(What you should do) Everything in the listing should be set down exactly, apart from the pictures.

(Given data)
________________________________________

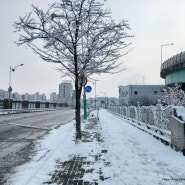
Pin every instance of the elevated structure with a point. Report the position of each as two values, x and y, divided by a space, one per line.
173 70
144 94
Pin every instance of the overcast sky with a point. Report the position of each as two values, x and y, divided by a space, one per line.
152 22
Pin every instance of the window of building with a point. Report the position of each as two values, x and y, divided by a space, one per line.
135 92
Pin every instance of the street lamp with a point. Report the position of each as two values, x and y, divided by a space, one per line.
162 50
12 69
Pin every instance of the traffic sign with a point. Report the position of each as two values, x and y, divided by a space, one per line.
83 81
88 88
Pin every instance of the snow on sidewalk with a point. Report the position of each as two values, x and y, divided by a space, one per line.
111 152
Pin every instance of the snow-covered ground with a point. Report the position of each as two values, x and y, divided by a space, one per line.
133 156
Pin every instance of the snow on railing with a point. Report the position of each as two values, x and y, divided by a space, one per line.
152 119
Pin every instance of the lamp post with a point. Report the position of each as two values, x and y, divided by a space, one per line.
162 50
12 69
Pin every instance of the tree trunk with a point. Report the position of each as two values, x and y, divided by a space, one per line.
77 110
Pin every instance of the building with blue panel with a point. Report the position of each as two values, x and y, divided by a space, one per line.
173 70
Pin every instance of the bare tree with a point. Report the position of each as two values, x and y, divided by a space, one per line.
78 34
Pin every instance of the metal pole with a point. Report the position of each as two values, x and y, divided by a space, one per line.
9 89
10 78
85 105
162 49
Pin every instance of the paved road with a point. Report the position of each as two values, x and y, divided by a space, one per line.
18 133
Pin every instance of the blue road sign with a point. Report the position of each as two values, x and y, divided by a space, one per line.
88 88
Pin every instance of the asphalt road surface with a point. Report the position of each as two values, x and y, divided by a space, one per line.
18 133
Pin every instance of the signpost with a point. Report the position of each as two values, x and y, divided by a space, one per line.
86 89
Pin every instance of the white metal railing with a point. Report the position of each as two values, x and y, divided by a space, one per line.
154 120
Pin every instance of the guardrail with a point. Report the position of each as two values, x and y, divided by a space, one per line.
161 122
160 134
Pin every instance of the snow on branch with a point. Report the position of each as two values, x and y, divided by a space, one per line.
80 35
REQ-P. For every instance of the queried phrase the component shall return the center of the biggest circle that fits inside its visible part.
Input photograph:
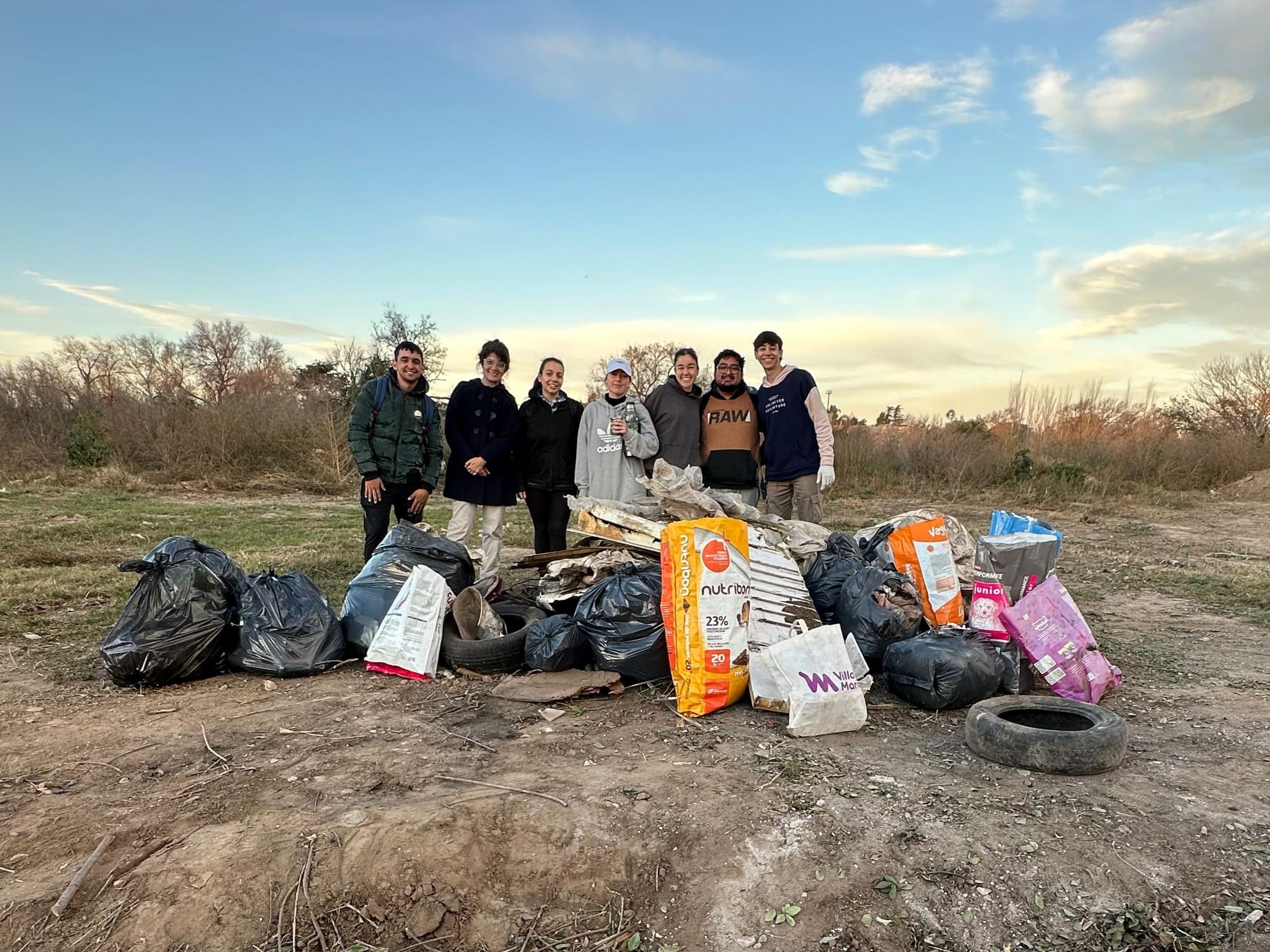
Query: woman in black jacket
(482, 427)
(545, 455)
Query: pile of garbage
(805, 620)
(195, 614)
(692, 584)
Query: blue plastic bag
(1005, 523)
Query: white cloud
(1221, 283)
(854, 183)
(174, 315)
(900, 145)
(1033, 193)
(850, 253)
(15, 345)
(1180, 84)
(1110, 179)
(619, 75)
(893, 83)
(956, 89)
(445, 227)
(15, 305)
(1021, 9)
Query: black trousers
(550, 515)
(375, 516)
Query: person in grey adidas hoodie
(615, 437)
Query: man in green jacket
(396, 436)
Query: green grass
(60, 551)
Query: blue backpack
(381, 394)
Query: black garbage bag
(181, 549)
(555, 644)
(622, 617)
(879, 607)
(1016, 674)
(371, 593)
(870, 549)
(287, 627)
(840, 559)
(176, 625)
(949, 667)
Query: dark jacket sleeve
(360, 432)
(759, 410)
(521, 455)
(499, 450)
(456, 419)
(435, 450)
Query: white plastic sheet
(409, 636)
(817, 672)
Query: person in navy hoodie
(482, 427)
(798, 448)
(548, 453)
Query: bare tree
(216, 352)
(155, 369)
(266, 367)
(650, 366)
(394, 328)
(90, 366)
(1234, 394)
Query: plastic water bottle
(631, 417)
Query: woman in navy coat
(482, 426)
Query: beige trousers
(795, 499)
(464, 516)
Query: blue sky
(927, 198)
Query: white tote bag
(818, 676)
(409, 636)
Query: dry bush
(1047, 443)
(225, 409)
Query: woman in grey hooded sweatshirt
(615, 437)
(676, 412)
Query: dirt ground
(314, 814)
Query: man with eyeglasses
(730, 431)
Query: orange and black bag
(705, 608)
(922, 551)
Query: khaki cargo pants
(795, 499)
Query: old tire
(1048, 734)
(493, 655)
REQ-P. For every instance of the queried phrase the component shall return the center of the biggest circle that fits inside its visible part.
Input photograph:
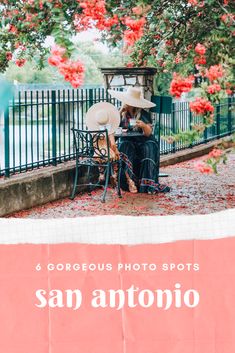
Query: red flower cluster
(215, 72)
(200, 60)
(9, 55)
(200, 49)
(212, 89)
(228, 19)
(73, 71)
(20, 62)
(180, 85)
(196, 3)
(203, 167)
(201, 106)
(93, 14)
(135, 31)
(215, 153)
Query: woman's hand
(147, 128)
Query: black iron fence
(35, 130)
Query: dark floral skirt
(140, 159)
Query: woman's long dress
(140, 158)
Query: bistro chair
(89, 153)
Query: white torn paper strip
(118, 229)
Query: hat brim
(114, 117)
(127, 99)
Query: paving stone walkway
(191, 193)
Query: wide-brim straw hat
(133, 97)
(103, 116)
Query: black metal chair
(89, 153)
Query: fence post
(90, 102)
(205, 131)
(230, 115)
(7, 143)
(218, 120)
(53, 113)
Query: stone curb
(26, 190)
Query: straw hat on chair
(103, 116)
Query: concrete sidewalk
(191, 193)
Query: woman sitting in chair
(140, 154)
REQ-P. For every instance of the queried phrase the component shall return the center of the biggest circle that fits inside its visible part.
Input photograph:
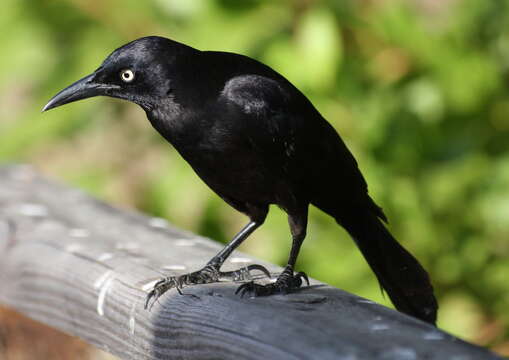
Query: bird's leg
(287, 280)
(210, 273)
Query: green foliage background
(419, 90)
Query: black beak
(81, 89)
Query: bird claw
(244, 273)
(285, 283)
(209, 274)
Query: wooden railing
(84, 267)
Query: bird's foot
(209, 274)
(285, 283)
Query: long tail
(399, 273)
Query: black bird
(255, 140)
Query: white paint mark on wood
(105, 256)
(127, 245)
(149, 285)
(32, 210)
(378, 327)
(158, 223)
(74, 247)
(173, 267)
(132, 319)
(185, 242)
(79, 233)
(101, 279)
(103, 283)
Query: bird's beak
(81, 89)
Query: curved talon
(303, 275)
(263, 269)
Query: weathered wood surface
(83, 267)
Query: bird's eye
(127, 75)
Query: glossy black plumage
(256, 140)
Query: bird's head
(141, 71)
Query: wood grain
(84, 267)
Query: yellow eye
(127, 75)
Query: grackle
(255, 140)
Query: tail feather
(399, 273)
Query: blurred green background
(419, 90)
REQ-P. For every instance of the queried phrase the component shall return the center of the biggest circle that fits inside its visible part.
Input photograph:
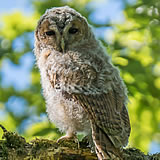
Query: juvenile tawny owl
(82, 88)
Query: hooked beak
(62, 45)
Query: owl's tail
(105, 149)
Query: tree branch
(15, 147)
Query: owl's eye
(50, 33)
(73, 30)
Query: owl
(83, 90)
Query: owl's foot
(68, 139)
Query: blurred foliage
(135, 49)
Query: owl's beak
(63, 45)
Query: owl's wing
(109, 114)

________________________________________

(Answer box)
Pin every instance of the elevated structure with a point. Report the position of each as two values, x and y, divided by a space, one per line.
173 70
144 94
Pin every instance of the overcast sky with a point. Report the position of each as two values, x and y, divided by a space, one per line.
152 22
Pin every instance of the window of building with a point. Report the position of each as two values, x and y, divided by a space, one per line.
135 92
Pin every instance of the street lamp with a point. Report the position of each as two values, x and y, divided by a space, one per line.
162 50
12 69
Pin every instance of the traffic sign with a point. Report the position of each as two values, x and y, divided by a space, one per line.
83 81
88 88
Pin every instance of the snow on sidewalk with a point. Report the position of each as two values, x and y, divided by a space, one per line.
111 152
Pin every instance of the snow-covered ground with a point. Report the position of each as two values, x and y, divided by a space, one per line.
133 156
Pin every instance of the snow on railing with a point. Report the position of each as two values, x and y, divided by a space, one per line.
152 119
Pin every instance of the lamp post with a point. Report the position of each as two values, x and y, divided by a space, one per line.
162 50
12 69
Pin every instance of the tree trunk with a point. Report the position of each as two values, x and y, divided by a space, one per line.
77 110
Pin every instance of the building with blue panel with a point. Report the position of each as two values, x and y, divided by a space, one per line.
173 70
Pin every instance of the bare tree with a point. Report the position of each as two values, x and y, divided by a space, one per line.
78 34
Pin every instance of the metal pole with a point. Report the position of each as two values, x and y, divided by a space, one per line.
9 89
10 78
85 105
162 49
Pin every instance of the paved road with a point. Report the position of each as two values, x and y, divided by a space, one per line.
18 133
Pin every instance of the blue road sign with a point. Report the position of each as two values, x and y, divided by a space, one per line.
88 88
Pin every instance of the asphalt road surface with a point. Report the position of each as two values, x and y, divided by a space, one per line.
18 133
Pin every instance of the signpost with a point. Report the position of each as two values, x and y, divided by a space, one per line.
86 89
Pin every instance of the white metal railing with a point. Report the position of each as two values, x and y, divided by a space, one per line.
154 120
Pin every instance of the guardrail with a point. Report the position of each as two values, x and y, divided by a space, one per line.
161 122
160 134
Pin every instance of the snow on branch with a point. Report the position of each as two values, x and y, divided by a space, one per line.
80 35
REQ-P. For every instance of the queried phrase the component shall return the center of the biggest circle that fits inside its visible part.
Input photograph:
Query: woman in black jacket
(482, 427)
(545, 455)
Query: pile of garbage
(805, 620)
(195, 614)
(692, 584)
Query: blue plastic bag
(1005, 523)
Query: white cloud
(1221, 283)
(854, 183)
(174, 315)
(900, 145)
(1033, 193)
(850, 253)
(15, 345)
(1180, 84)
(1110, 179)
(619, 75)
(893, 83)
(956, 89)
(445, 227)
(15, 305)
(1021, 9)
Query: black trousers
(550, 515)
(375, 516)
Query: person in grey adidas hoodie
(615, 437)
Query: man in green jacket
(396, 436)
Query: green grass
(60, 551)
Query: blue backpack
(381, 394)
Query: black garbage bag
(181, 549)
(555, 644)
(622, 617)
(879, 607)
(1016, 674)
(371, 593)
(870, 549)
(287, 627)
(840, 559)
(176, 625)
(949, 667)
Query: dark jacket sleeve
(360, 432)
(759, 410)
(521, 455)
(499, 450)
(456, 419)
(435, 450)
Query: white plastic sheet
(409, 636)
(817, 672)
Query: person in navy hoodie
(482, 427)
(798, 448)
(548, 453)
Query: bare tree
(216, 352)
(155, 369)
(266, 367)
(650, 366)
(394, 328)
(90, 366)
(1234, 394)
Query: plastic water bottle
(631, 417)
Query: woman in navy coat
(482, 426)
Query: beige trousers
(795, 499)
(464, 516)
Query: blue sky
(927, 198)
Query: white tote bag
(818, 676)
(409, 636)
Query: dry bush
(1047, 443)
(225, 409)
Query: woman in grey hooded sweatshirt
(615, 437)
(676, 412)
Query: dirt ground
(314, 814)
Query: man with eyeglasses
(730, 431)
Query: orange and black bag
(705, 608)
(922, 551)
Query: khaki cargo pants
(795, 499)
Query: old tire
(1048, 734)
(493, 655)
REQ-P. For every instance of the queried phrase the component shall return the center of the biggest circle that fits inside its visible part.
Input photograph:
Query: red flower cluster
(215, 72)
(200, 60)
(9, 55)
(200, 49)
(212, 89)
(228, 19)
(73, 71)
(20, 62)
(180, 85)
(196, 3)
(203, 167)
(201, 106)
(93, 14)
(135, 31)
(215, 153)
Query: woman's hand
(147, 128)
Query: black iron fence
(35, 130)
Query: dark floral skirt
(140, 159)
Query: woman's long dress
(140, 158)
Query: bistro chair
(89, 153)
Query: white torn paper strip
(118, 229)
Query: hat brim
(114, 117)
(127, 99)
Query: paving stone walkway
(191, 193)
Query: wide-brim straw hat
(133, 97)
(103, 116)
Query: black metal chair
(89, 153)
Query: fence post
(90, 102)
(205, 131)
(230, 115)
(7, 143)
(218, 120)
(53, 113)
Query: stone curb
(26, 190)
Query: straw hat on chair
(103, 116)
Query: concrete sidewalk
(191, 193)
Query: woman sitting in chair
(140, 154)
REQ-P. For every instance of the queried phrase the component shall return the center of the biggest circle that fits inside its visible part.
Input photograph:
Query: bird's leg
(287, 280)
(210, 273)
Query: green foliage background
(419, 90)
Query: black beak
(81, 89)
Query: bird claw
(244, 273)
(285, 283)
(209, 274)
Query: wooden railing
(84, 267)
Query: bird's foot
(209, 274)
(285, 283)
Query: long tail
(399, 273)
Query: black bird
(255, 140)
Query: white paint mark on wood
(105, 256)
(127, 245)
(149, 285)
(32, 210)
(378, 327)
(158, 223)
(74, 247)
(173, 267)
(132, 319)
(185, 242)
(79, 233)
(101, 279)
(103, 283)
Query: bird's beak
(81, 89)
Query: curved talon
(303, 275)
(263, 269)
Query: weathered wood surface
(83, 267)
Query: bird's eye
(127, 75)
Query: glossy black plumage
(256, 140)
Query: bird's head
(141, 71)
Query: wood grain
(84, 267)
Query: yellow eye
(127, 75)
Query: grackle
(255, 140)
Query: tail feather
(399, 273)
Query: blurred green background
(419, 90)
REQ-P. For every instance of the queried phrase the component shall return the center of the biggest circle that fits inside its visible part.
Input photograph:
Query: juvenile tawny owl
(82, 88)
Query: hooked beak
(62, 45)
Query: owl's tail
(105, 149)
Query: tree branch
(15, 147)
Query: owl's eye
(50, 33)
(73, 30)
Query: owl
(83, 90)
Query: owl's foot
(68, 139)
Query: blurred foliage
(135, 49)
Query: owl's beak
(63, 45)
Query: owl's wing
(109, 114)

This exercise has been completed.